- Instructions for the task
Copy out the final stretch of the listing: the line that contains "Please mark the green flag" and all lines after it, exactly as they appear.

- Data to use
________________________________________
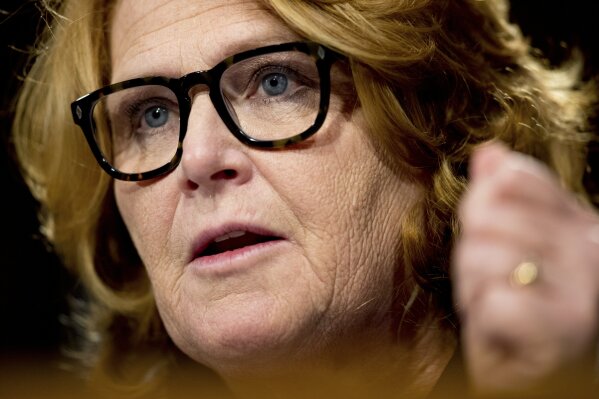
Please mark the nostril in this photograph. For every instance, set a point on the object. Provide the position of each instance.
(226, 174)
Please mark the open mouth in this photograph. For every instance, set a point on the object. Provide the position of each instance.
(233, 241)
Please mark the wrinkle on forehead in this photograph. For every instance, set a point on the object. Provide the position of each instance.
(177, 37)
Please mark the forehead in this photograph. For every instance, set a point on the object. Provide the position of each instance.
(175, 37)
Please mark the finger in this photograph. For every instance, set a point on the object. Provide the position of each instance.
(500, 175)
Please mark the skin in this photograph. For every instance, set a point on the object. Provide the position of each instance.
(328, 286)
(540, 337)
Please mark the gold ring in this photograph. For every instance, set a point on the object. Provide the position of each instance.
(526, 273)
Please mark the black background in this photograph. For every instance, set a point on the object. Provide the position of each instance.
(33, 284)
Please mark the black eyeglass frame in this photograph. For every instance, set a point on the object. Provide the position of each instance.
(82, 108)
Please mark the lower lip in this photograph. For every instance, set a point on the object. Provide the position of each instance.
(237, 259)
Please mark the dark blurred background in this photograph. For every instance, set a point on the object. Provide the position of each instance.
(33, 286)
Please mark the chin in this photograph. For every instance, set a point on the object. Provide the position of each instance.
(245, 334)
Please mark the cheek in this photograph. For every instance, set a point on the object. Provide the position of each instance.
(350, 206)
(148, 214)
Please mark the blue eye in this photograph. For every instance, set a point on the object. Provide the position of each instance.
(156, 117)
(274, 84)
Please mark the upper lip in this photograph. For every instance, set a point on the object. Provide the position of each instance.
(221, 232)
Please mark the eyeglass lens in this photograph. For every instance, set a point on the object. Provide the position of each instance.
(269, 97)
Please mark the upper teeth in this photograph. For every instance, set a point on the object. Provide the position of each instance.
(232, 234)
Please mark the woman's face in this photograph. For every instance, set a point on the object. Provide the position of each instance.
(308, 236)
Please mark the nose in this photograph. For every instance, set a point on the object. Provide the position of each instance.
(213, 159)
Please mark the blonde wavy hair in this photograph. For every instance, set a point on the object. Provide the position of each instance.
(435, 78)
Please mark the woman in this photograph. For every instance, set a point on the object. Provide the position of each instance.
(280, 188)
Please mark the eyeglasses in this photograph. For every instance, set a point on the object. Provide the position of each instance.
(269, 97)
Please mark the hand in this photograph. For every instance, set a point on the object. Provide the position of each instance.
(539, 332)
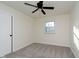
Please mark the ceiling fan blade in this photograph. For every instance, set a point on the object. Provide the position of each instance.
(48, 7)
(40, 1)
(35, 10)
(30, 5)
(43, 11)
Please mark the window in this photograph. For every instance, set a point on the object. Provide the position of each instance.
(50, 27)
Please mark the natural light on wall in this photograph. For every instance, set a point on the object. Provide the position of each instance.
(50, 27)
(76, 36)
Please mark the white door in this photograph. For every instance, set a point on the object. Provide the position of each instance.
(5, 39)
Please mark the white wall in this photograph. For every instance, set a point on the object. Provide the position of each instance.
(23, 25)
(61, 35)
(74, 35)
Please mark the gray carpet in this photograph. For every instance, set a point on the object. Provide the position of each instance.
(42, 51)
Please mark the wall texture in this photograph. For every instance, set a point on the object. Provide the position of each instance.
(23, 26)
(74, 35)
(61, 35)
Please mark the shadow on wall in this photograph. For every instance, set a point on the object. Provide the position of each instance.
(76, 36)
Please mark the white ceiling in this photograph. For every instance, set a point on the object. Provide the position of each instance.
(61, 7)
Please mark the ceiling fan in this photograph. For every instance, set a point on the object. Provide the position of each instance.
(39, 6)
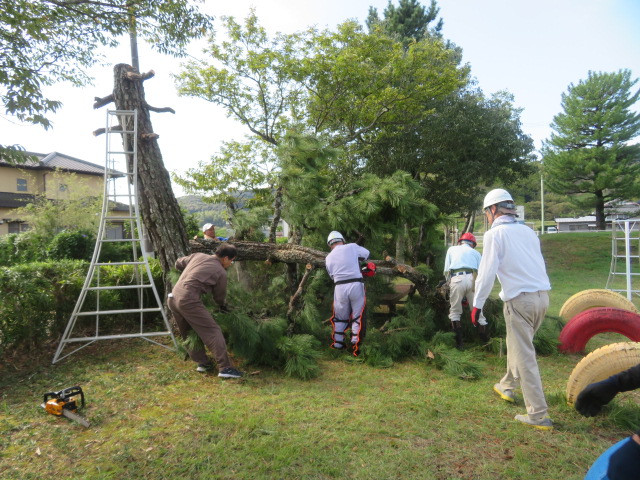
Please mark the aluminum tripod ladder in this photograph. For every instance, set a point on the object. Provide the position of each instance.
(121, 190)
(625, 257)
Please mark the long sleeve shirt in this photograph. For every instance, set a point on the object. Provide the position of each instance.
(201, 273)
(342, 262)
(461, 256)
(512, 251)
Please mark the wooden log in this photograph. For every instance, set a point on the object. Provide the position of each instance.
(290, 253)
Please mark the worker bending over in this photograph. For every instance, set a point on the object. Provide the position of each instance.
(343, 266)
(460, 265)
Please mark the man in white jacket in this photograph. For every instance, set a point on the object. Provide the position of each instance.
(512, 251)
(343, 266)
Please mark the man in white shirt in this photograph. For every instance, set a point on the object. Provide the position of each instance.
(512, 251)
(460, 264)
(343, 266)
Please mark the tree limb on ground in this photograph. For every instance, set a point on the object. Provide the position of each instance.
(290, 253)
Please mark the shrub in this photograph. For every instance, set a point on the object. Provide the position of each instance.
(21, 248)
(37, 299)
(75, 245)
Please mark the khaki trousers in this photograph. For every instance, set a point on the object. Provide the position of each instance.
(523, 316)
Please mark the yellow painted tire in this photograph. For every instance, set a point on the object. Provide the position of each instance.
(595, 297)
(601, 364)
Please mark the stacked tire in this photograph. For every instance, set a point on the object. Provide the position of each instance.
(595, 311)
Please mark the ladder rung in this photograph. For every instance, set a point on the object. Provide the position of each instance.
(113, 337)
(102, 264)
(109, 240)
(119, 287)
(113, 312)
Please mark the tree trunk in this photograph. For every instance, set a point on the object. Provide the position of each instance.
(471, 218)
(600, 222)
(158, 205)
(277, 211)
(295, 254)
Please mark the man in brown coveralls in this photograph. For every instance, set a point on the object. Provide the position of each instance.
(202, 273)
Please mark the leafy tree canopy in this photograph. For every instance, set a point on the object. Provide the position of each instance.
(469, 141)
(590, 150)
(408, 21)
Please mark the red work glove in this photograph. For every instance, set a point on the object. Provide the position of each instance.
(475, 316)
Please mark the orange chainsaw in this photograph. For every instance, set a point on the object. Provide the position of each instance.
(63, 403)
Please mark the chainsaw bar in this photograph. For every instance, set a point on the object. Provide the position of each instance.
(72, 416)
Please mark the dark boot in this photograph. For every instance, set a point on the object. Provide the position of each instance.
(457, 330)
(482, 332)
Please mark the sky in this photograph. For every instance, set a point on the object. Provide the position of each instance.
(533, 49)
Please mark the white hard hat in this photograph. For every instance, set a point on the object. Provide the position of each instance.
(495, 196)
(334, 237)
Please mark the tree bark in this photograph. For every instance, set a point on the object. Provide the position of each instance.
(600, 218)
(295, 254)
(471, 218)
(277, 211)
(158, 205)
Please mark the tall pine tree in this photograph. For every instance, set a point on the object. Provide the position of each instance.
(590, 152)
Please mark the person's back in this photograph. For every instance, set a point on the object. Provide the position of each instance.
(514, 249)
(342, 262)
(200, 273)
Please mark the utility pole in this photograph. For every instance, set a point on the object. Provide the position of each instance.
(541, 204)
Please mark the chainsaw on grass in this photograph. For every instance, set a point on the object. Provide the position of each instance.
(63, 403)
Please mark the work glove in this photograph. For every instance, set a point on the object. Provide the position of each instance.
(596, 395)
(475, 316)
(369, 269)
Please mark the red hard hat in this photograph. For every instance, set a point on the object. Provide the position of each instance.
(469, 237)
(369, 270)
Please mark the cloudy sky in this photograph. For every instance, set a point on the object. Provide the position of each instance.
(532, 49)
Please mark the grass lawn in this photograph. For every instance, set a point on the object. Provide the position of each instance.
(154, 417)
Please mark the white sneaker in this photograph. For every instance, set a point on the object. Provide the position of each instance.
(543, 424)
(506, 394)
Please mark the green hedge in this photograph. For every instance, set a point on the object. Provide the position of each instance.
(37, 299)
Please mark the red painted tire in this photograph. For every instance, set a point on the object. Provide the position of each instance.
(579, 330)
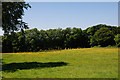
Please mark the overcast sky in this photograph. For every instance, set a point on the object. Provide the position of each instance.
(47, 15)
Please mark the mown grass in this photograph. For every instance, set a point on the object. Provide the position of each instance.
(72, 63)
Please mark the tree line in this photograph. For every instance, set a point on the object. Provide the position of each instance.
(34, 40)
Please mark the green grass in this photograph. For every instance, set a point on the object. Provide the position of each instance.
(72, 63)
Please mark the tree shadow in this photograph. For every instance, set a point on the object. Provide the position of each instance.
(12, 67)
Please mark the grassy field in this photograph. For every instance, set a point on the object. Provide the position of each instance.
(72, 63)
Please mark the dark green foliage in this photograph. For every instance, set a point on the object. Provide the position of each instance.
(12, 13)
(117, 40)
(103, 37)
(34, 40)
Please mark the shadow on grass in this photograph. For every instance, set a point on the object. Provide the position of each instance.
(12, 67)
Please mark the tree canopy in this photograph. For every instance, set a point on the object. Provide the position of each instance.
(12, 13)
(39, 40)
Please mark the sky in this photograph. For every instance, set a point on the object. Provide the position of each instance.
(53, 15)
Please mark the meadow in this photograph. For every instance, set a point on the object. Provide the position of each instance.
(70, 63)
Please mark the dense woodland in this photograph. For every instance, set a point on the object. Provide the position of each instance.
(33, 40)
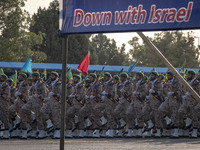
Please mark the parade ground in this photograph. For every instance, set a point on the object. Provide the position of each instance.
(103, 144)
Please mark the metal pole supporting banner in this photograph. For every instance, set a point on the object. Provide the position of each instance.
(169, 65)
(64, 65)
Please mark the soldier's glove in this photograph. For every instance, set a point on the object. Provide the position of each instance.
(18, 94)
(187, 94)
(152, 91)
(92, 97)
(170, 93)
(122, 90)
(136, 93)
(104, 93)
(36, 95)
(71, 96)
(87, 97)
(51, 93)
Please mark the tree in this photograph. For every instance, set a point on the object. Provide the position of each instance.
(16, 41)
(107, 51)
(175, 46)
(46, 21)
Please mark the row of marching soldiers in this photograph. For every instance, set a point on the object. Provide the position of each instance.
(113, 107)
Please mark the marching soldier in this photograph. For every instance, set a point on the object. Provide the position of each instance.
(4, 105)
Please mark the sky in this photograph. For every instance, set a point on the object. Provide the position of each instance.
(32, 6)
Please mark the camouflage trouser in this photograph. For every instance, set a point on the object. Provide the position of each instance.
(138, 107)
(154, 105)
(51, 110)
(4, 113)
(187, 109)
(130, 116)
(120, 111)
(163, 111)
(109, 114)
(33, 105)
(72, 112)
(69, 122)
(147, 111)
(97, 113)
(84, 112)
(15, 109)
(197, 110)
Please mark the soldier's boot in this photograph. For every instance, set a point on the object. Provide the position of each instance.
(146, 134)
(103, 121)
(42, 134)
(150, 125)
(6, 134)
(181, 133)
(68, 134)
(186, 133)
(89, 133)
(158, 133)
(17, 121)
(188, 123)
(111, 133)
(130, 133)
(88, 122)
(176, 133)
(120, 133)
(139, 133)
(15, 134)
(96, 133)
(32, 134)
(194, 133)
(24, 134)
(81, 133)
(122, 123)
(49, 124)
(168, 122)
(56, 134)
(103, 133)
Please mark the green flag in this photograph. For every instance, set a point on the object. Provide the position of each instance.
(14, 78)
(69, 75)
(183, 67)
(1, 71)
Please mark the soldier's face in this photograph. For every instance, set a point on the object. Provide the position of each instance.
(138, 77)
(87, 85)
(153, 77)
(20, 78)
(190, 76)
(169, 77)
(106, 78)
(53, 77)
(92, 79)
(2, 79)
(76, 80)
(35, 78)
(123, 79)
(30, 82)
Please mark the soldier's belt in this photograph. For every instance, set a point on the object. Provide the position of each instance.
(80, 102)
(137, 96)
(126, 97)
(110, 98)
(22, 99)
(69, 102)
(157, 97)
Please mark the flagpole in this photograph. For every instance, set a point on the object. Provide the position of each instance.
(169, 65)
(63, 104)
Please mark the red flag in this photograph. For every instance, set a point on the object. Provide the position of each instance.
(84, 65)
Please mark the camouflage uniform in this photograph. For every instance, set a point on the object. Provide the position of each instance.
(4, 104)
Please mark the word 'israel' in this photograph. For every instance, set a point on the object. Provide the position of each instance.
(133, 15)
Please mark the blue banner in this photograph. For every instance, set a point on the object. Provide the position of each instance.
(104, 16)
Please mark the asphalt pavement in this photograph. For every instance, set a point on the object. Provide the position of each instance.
________________________________________
- Answer in full
Please mark the green flag in this photograph. For every instance, set a point on the object. Provide the position of each instance.
(14, 78)
(69, 75)
(183, 67)
(1, 71)
Please mark the soldier's face in this photograph. For every instance, set a point on the object. Provide the position of each instance.
(138, 77)
(87, 85)
(153, 77)
(20, 78)
(190, 76)
(169, 77)
(106, 78)
(53, 77)
(92, 79)
(2, 79)
(76, 80)
(35, 78)
(123, 79)
(30, 82)
Please mark the soldier's belt in this photograph. For every instance, set a point on the object. Provide the position of each instance.
(80, 102)
(137, 96)
(126, 97)
(110, 98)
(22, 99)
(69, 102)
(157, 97)
Please mark the flagpole in this photograph. For every instance, set a point on the object. Provide the position of each instance.
(169, 65)
(63, 104)
Please mark the red flag in this photograph. For every instance, set a point on the object. Provide the position of each instance.
(84, 65)
Please mark the camouflage uniform in this photograph. For every instance, set a point on the object. Provide the position of each instance.
(4, 104)
Please mark the word 'israel' in this photograph. For every instance, set a point on the object. Provide the position of each instance.
(133, 15)
Please mark the blue banner in this photograph. For every instance, set a point on the object. Provide the position of each instance.
(104, 16)
Please mark the asphalt pavement in this photograph. For every instance, set a point on the object. Provide the position of each instance.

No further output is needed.